Reproduce the records that follow word for word, leaving out the pictures.

(Dataset excerpt)
○ ○ ○ ○ ○ ○ ○
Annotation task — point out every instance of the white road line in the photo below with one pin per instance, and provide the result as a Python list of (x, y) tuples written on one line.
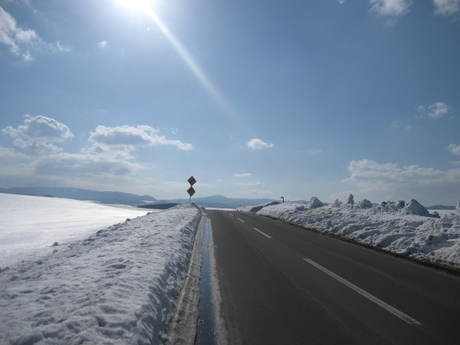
[(262, 233), (406, 318)]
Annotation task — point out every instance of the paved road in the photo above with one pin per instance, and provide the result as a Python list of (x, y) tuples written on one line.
[(281, 284)]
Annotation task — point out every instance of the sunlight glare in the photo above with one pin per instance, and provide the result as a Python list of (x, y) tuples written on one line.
[(144, 6)]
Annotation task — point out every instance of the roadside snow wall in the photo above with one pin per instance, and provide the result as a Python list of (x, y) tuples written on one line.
[(435, 240), (118, 286)]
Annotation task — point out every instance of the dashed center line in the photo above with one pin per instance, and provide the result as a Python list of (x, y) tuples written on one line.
[(262, 233), (406, 318)]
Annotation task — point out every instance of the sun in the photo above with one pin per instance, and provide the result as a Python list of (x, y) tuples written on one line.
[(143, 6)]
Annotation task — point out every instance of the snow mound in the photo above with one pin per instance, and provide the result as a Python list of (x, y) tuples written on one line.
[(384, 226), (118, 286), (365, 204), (414, 207), (315, 202), (351, 200), (29, 225)]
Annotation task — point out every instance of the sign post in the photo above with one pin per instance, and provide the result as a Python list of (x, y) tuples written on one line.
[(191, 190)]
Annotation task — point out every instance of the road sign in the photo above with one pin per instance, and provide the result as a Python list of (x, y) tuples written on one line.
[(191, 180)]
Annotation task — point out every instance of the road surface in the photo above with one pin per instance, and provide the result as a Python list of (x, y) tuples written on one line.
[(281, 284)]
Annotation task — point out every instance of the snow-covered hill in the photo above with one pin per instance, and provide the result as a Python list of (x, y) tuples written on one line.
[(118, 286), (393, 226), (29, 225)]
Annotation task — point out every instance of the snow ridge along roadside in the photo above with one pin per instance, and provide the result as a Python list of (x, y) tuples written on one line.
[(426, 239), (119, 285)]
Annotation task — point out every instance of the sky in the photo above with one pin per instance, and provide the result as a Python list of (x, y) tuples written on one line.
[(254, 98)]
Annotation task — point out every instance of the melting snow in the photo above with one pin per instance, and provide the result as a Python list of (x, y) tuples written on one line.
[(392, 226), (118, 286), (30, 225)]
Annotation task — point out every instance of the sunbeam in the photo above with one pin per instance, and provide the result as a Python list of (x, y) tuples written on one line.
[(146, 7)]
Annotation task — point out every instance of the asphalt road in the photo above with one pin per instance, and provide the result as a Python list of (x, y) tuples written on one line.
[(281, 284)]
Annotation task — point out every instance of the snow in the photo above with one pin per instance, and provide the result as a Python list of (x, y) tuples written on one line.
[(414, 207), (389, 226), (117, 286), (29, 225)]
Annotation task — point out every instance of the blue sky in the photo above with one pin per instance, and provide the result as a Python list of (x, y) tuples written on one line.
[(256, 99)]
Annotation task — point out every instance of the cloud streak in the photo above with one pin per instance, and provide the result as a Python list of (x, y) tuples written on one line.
[(433, 111), (258, 144), (129, 138), (391, 8), (21, 41), (39, 134), (388, 180)]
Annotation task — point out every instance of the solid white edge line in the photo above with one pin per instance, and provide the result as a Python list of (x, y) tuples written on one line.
[(406, 318), (262, 233)]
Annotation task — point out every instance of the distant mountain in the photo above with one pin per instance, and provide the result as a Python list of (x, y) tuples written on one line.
[(82, 194), (441, 207), (218, 201), (130, 199)]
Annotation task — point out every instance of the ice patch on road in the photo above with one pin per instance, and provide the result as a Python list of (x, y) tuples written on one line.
[(118, 286)]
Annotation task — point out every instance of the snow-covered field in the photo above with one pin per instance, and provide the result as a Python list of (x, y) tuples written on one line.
[(29, 225), (117, 286), (392, 226)]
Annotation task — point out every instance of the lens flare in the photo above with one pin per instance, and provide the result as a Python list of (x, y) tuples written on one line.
[(146, 7)]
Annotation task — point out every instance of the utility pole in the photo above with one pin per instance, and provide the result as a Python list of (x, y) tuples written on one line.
[(191, 190)]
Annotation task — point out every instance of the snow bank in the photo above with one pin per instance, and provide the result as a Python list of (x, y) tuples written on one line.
[(29, 225), (389, 226), (117, 286)]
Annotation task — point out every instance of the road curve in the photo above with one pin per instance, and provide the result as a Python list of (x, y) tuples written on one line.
[(281, 284)]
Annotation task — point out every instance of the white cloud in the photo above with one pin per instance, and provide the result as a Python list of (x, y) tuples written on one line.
[(397, 124), (446, 7), (10, 155), (75, 164), (249, 184), (20, 41), (433, 111), (243, 175), (258, 144), (39, 134), (128, 138), (313, 151), (388, 180), (102, 44), (392, 8), (454, 149)]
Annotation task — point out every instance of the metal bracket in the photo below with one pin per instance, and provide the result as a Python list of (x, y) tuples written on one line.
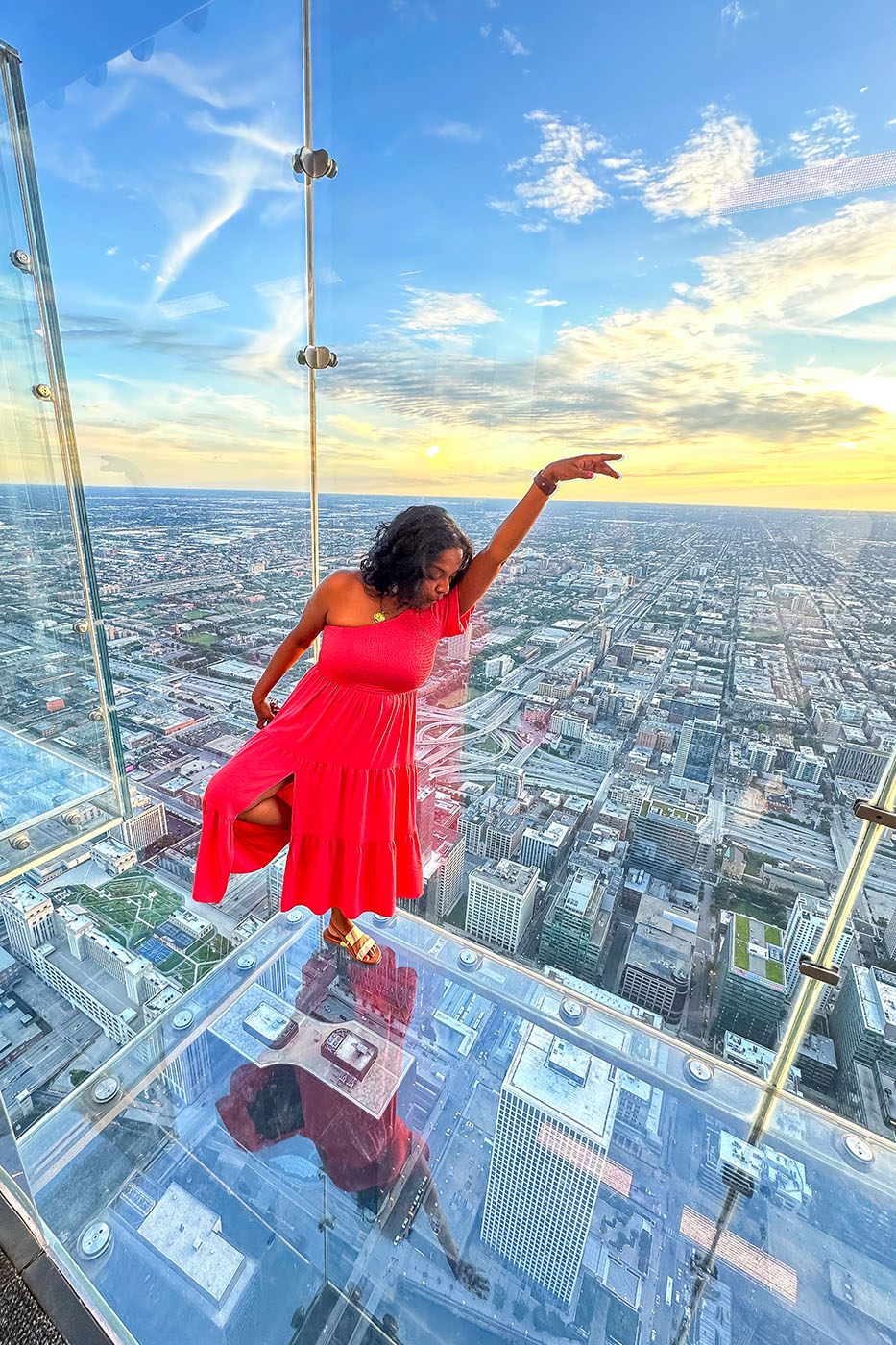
○ ○ ○ ○ ○ ○ ○
▸ ANSWER TO THE TASK:
Annotation task — point out every instance of the white road line in the photo below with one pin per instance, and provide the result as a Python list of (x, y) tuples written on one line.
[(262, 233), (406, 318)]
Annotation task — point out every instance of the paved road in the photo above with one pin per instance, and provide the result as a Python list of (x, y) tuples written on one line.
[(281, 284)]
Annotation task — point out every instance of the sunlight glare in the photo above with one pin per instance, and provide the result as a Python list of (x, y) tuples written on one line.
[(144, 6)]
Annotation task — point out every instance of the roadside snow wall in the photo above with one pin per instance, and provide the result as a Python list of (x, y) tuples written on one line.
[(435, 240), (118, 286)]
Annotation task — point out every instance of the dashed center line in the photo above with one pin per instance, and provide the result as a Python list of (x, y) tuples written on one line.
[(262, 233), (406, 318)]
Annotation task — point out every instance of the sun in the photo above with one pin per instance, and provide the result as a Python list of (x, y) tuples written on one line.
[(143, 6)]
Annotation task — point out every instance of the snow mound in the photo above with one pin per instance, and provide the result as a Python list of (x, y) tuples written on one line.
[(384, 226), (118, 286), (365, 204), (414, 207), (315, 202), (351, 200), (29, 225)]
Annotation task — point out every instance of the sign post in the photo above with one pin per instance, and provide the result as a Python list of (x, y) tuples written on one line.
[(191, 190)]
Annotation task — point out every instance of the road sign in the photo above with one pin per instance, and provide the result as a Python list of (x, y) tuples written on one line.
[(191, 180)]
Annotation task — point out every instance of the road surface in the photo above with one pin per instance, and provide the result as a Python list of (x, y) tuples written on one line.
[(281, 284)]
Annotation task — point out every instance of the snow-covered hill in the photo above with one pin per instance, and provide the result as a Python list of (x, y) tuples written on one line.
[(118, 286), (393, 226), (29, 225)]
Annotation task — point out every instance of the snow ridge along roadside in the photo above with one pin per instance, and provide the result as a Python list of (x, y) tuples written on one line.
[(426, 239), (119, 285)]
Annotation task — point out every instance of the sky in the photo above with one pin per instance, and provide the result as a Python list of (x, y) tuples written on one line.
[(254, 98)]
Annotation task — point out every instance of the melting snow in the photo above with one pin per instance, and provide the result as a Python list of (x, y) tuples written on one line.
[(392, 226), (118, 286), (30, 225)]
Annotation task — point out every instance of the sunbeam in the photo above with one pin per instance, and provide the result as a Python list of (x, y) tuples written on one line.
[(146, 7)]
Annotation task — point out every instance of the asphalt road in the photo above with one pin per instance, and provide the result as a Python list of (x, y) tuples written on one line.
[(281, 284)]
Annotation task — point out every instance of the snow in the photo above with one pin per instance, and provide the result as a Python list of (x, y) tuples written on one line.
[(414, 207), (389, 226), (117, 286), (29, 225)]
Annotation task — point out every instance of the blue sky in the photo above with one pin per instance, and provide the result as a Python list of (x, y) tuples written on one line.
[(256, 99)]
Annotation task — point out every instance of the cloud streak in the photo above with one pin per instance, and provide the result as a Python list of (x, y) tuples written on one line.
[(433, 111), (258, 144), (129, 138), (391, 8), (21, 41), (39, 134), (388, 180)]
Annotation task — point out every instance of the solid white edge line in the photo above with one pin per instance, and provide the result as a Python list of (x, y) tuples written on one line.
[(406, 318), (262, 233)]
Annotation task — point out every instance of the distant mountain in the photo above with one pin per instance, and provide the result as a Python list of (x, y) tuples written on one line.
[(82, 194), (441, 207), (218, 201), (130, 199)]
Annotation task — point out every instance of the ice patch on road in the photo above with one pin per instance, and provide the result as a Python list of (x, y) tuples written on one line.
[(118, 286)]
Annotation task — point out every instance of the snow-covered field in the photo above with one pin per instance, and provide the result as a Python list of (x, y) tuples written on one line.
[(29, 225), (117, 286), (392, 226)]
Annotation task — point out every instance of the lens flare in the photo above with one pin per instance, and provide the result as a Python list of (x, y) tuples written on one line.
[(146, 7)]
Annotation task — point out every instance of the utility pole in the photo above with one pin per instance, and provide the result as a Python list of (x, y) tuples written on one line.
[(191, 190)]
Annotation task — point out every instance of the snow bank in the photo above with one pin per instance, and provide the result as a Python list of (x, y) tuples written on one line.
[(29, 225), (389, 226), (117, 286)]
Annotation task — point out every instance of the road curve in the photo above with one pin per instance, and provide the result as a Python list of (x, y) tuples written on one line.
[(281, 284)]
Annotation task — point out every instance of the white cloud in the photo above with one pin per instance, and provide the result as a Python list of (x, y) tuples written on one line.
[(397, 124), (446, 7), (10, 155), (75, 164), (249, 184), (20, 41), (433, 111), (243, 175), (258, 144), (39, 134), (128, 138), (313, 151), (388, 180), (102, 44), (392, 8), (454, 149)]
Annotation task — point out every instance of the metal bracket in the photo below with one pin per instance, and provide the result as a Python list of (x, y) tuples written on one line.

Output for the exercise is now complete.